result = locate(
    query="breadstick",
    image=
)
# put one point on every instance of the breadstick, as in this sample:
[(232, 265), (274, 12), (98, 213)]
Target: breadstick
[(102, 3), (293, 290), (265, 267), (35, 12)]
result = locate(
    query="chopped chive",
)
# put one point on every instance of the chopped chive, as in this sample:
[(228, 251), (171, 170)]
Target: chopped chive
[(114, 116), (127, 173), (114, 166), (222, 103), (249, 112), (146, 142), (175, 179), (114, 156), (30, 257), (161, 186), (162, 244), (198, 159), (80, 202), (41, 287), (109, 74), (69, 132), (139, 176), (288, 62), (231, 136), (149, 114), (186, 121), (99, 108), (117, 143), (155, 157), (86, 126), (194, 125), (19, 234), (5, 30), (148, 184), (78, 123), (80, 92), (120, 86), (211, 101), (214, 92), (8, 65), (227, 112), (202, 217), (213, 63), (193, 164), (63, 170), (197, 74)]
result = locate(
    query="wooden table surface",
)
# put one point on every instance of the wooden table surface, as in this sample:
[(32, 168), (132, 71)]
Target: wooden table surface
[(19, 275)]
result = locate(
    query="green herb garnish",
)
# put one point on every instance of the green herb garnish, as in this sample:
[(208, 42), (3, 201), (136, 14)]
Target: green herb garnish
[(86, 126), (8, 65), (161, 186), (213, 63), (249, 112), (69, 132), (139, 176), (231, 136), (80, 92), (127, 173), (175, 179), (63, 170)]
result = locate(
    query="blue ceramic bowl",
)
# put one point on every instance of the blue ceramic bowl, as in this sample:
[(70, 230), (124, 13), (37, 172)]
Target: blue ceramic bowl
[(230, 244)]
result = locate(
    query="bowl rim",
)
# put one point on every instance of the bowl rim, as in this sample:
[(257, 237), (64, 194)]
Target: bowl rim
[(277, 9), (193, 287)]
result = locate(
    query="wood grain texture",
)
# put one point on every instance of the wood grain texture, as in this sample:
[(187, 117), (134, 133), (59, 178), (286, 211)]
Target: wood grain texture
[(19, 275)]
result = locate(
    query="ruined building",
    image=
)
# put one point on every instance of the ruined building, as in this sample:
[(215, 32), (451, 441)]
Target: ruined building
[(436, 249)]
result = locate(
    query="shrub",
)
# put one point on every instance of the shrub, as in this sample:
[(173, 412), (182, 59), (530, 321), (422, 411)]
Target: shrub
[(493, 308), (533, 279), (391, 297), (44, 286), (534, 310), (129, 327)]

**What to produce:** For each line of the entries that contains the word "every", make a copy.

**Answer to this task:**
# put one point on every instance of the breadstick, as in this sample:
# put one point on every instance of the chopped chive, as in this sample:
# put one point on every instance of the wooden table surface, as in this sample:
# put one point on every instance of the green herb garnish, as in this sample:
# put one point on every instance of the blue ceramic bowl, as in this sample:
# put one point on every instance of the bowl rim, as in this sample:
# put one point on every instance of the wood grain texture, as in this sample:
# put one point on every instance of the ruined building, as in this sample:
# put one point on every instance of the shrub, as in this sample:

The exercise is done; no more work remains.